Source material Block Start

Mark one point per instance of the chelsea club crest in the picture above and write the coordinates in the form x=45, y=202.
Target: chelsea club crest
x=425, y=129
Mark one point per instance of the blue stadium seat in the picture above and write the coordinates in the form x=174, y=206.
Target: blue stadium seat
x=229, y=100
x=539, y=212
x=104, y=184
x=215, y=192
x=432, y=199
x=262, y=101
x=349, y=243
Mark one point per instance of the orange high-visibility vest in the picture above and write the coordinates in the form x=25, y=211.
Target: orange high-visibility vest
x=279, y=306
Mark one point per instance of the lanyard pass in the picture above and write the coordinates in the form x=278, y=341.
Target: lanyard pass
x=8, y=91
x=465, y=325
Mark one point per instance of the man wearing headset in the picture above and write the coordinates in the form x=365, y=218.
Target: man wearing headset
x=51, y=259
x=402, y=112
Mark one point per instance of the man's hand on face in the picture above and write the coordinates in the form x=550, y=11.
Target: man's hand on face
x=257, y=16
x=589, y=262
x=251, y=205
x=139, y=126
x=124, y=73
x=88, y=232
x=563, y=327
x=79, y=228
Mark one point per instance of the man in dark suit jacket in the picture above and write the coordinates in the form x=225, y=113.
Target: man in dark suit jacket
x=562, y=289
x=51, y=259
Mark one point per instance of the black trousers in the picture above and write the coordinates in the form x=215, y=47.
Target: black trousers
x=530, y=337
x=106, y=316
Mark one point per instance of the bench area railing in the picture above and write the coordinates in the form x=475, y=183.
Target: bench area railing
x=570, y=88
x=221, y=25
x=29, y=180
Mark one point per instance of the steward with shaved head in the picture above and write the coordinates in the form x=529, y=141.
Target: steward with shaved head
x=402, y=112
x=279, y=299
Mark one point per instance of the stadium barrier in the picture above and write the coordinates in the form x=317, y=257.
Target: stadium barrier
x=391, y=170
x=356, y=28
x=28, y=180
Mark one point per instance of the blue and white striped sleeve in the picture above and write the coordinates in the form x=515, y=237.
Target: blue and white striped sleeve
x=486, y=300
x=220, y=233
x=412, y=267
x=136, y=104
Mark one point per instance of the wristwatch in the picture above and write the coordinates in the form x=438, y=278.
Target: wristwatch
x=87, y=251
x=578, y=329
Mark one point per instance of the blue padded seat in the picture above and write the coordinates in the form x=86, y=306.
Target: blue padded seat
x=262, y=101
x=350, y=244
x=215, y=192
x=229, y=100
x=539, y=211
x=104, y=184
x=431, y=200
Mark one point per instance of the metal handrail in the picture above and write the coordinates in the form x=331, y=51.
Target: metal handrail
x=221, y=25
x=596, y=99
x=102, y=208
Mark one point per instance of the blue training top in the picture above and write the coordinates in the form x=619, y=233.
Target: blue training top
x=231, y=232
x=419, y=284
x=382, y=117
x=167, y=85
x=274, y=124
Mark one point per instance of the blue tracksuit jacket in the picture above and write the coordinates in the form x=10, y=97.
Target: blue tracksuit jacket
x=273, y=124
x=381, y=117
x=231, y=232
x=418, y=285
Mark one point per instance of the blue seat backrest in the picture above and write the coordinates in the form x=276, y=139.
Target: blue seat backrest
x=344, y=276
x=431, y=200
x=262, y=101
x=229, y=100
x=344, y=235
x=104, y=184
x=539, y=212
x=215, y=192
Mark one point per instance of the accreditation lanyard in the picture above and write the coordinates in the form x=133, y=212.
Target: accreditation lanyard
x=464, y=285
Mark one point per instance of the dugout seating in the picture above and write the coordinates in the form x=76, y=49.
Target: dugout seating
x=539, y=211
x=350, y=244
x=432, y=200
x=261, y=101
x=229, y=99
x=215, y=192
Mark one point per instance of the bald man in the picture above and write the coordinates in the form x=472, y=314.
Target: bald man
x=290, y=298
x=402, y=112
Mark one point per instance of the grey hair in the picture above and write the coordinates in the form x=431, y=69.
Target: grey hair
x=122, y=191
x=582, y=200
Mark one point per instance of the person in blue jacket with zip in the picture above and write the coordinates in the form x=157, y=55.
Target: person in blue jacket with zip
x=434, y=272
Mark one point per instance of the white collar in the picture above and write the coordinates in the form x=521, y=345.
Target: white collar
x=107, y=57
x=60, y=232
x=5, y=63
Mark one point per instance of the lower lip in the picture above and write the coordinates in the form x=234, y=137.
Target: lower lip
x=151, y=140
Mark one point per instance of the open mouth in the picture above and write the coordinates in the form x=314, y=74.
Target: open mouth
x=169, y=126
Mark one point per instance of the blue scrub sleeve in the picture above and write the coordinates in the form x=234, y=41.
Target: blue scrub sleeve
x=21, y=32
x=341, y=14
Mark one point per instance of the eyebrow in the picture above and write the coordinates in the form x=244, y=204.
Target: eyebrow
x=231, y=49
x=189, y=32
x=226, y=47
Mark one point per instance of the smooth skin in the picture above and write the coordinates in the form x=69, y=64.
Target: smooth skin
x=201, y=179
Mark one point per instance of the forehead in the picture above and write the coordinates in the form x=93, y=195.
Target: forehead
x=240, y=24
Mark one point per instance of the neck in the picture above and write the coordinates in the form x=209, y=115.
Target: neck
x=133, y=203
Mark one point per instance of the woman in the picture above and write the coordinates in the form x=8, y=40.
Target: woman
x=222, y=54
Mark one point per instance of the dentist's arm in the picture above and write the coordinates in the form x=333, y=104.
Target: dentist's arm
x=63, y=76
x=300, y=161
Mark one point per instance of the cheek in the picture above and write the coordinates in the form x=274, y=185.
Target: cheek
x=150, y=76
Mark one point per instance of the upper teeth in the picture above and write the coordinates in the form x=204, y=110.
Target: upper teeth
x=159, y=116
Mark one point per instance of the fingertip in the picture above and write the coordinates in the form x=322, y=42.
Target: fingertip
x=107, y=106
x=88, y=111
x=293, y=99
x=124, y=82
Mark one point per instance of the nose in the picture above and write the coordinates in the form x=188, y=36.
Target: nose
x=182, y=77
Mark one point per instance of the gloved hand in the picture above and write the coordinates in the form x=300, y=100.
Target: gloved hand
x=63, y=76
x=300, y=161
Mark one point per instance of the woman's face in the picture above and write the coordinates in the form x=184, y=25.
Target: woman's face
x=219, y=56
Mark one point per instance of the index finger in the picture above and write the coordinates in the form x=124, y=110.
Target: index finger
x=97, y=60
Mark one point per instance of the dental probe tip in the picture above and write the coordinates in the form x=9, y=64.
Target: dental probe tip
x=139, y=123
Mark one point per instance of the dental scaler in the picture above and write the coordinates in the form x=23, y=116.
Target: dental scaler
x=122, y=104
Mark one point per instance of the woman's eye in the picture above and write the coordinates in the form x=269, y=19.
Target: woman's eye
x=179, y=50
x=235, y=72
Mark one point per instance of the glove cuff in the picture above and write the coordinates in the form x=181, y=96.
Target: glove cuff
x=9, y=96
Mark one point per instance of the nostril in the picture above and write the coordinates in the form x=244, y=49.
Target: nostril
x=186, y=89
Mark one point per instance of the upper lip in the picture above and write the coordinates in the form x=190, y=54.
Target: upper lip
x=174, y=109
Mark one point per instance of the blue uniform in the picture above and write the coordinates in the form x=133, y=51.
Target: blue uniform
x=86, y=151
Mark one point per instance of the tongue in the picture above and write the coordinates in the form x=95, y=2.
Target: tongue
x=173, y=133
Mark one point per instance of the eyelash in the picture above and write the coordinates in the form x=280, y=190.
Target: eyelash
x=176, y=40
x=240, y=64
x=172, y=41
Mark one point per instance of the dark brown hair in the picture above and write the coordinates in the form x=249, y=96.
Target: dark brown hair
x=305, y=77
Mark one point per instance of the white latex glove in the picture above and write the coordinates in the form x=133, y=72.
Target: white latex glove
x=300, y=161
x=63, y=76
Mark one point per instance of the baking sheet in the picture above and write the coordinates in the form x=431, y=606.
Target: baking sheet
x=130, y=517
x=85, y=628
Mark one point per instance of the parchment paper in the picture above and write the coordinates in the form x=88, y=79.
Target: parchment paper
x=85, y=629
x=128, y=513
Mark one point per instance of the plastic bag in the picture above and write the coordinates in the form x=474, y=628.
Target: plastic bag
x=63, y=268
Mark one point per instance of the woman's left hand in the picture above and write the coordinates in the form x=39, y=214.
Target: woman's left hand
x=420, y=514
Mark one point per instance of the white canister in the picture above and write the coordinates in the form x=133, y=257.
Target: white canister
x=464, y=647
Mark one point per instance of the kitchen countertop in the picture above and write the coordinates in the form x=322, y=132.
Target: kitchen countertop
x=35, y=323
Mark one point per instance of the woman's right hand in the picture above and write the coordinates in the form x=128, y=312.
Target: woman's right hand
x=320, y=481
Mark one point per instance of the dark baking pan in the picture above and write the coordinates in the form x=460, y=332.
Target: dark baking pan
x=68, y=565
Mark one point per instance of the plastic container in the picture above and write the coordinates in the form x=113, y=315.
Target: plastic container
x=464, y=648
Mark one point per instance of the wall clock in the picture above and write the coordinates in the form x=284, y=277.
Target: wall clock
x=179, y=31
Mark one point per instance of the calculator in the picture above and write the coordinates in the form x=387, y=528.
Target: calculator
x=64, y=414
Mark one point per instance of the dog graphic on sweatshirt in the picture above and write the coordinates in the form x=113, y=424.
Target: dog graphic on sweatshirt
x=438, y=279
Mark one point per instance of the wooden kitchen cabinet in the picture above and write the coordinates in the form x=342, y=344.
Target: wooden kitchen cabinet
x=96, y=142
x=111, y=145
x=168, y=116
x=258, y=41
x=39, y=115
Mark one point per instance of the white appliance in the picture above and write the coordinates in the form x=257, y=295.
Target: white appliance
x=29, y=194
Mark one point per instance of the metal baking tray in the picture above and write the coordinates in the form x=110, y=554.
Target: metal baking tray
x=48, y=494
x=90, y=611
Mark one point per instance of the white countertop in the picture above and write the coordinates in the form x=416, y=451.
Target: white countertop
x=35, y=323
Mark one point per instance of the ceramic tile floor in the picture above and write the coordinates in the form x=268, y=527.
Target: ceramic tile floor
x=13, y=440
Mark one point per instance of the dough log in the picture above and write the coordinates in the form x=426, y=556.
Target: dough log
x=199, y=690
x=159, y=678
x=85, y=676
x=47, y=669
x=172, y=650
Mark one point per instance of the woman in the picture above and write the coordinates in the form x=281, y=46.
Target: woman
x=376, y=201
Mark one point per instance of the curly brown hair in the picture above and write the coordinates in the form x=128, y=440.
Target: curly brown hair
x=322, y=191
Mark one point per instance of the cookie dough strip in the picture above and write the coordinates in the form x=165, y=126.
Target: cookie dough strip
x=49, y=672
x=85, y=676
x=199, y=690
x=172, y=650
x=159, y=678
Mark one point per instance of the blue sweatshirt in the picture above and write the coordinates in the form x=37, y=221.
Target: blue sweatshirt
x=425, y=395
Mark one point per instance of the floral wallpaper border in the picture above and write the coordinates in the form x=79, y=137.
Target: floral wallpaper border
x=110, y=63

Source material Block End

> Exercise instructions
Reproduce the entries above exactly, but only the lines between the line holding "Mark one point per instance of the dog" and the line holding "Mark one point per instance of the blue sweatshirt", inclusive.

> Written reply
Mark one point per instance of the dog graphic on sweatshirt in the picture above and write the coordinates in the form x=113, y=424.
Target: dog graphic on sweatshirt
x=438, y=279
Mark one point per instance of the wooden kitchen cabinet in the picture above and write the coordinates in the form x=342, y=344.
Target: wooden kitchen cabinet
x=96, y=142
x=111, y=145
x=168, y=116
x=258, y=41
x=39, y=115
Mark one point per instance of the white appliance in the picture above and write the coordinates in the form x=257, y=295.
Target: white appliance
x=29, y=194
Mark one point per instance of the metal baking tray in the picture above and write the coordinates in the form x=110, y=554.
Target: metal baking tray
x=48, y=494
x=90, y=611
Mark one point per instance of the white countertop in the picture above and write the coordinates in the form x=416, y=451.
Target: white countertop
x=35, y=323
Mark one point per instance of the ceramic tile floor in the picture above and write the coordinates in the form x=268, y=527.
Target: ceramic tile floor
x=13, y=440
Mark one point per instance of the dough log in the picture above and write the coordinates in the form x=426, y=556.
Target: dough log
x=199, y=690
x=159, y=678
x=85, y=676
x=47, y=669
x=172, y=650
Mark one point per instance of the woman in the picture above and write the coordinates in the form x=281, y=46.
Target: woman
x=376, y=201
Mark one point per instance of the curly brown hair in the picture above and write the coordinates in the form x=128, y=440.
Target: curly brown hair
x=322, y=191
Mark one point per instance of the cookie dough strip in the picture above and write the coordinates in the form x=165, y=126.
Target: cookie dough strip
x=49, y=672
x=85, y=676
x=199, y=690
x=172, y=650
x=159, y=678
Mark one point per instance of the blue sweatshirt in the picture above and write the coordinates in the form x=37, y=221.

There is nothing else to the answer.